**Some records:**
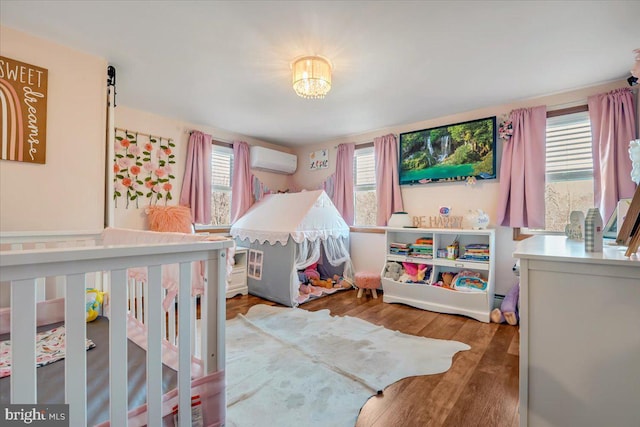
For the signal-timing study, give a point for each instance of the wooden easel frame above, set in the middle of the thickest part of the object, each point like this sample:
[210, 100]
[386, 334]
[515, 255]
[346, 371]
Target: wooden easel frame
[629, 233]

**To be done:** Rewrite the lines above, replacing "wooden easel frame" with "wooden display stand" wherever it occurs and leaving everything else unchanged. Omit the pictures from your answer.

**Written response:**
For the signal-timing study, give a point for each instance of the wooden display stand above, set in the middle of the thickest part of the object, each point like this sample:
[210, 100]
[386, 334]
[515, 255]
[346, 371]
Target: wooden display stand
[629, 233]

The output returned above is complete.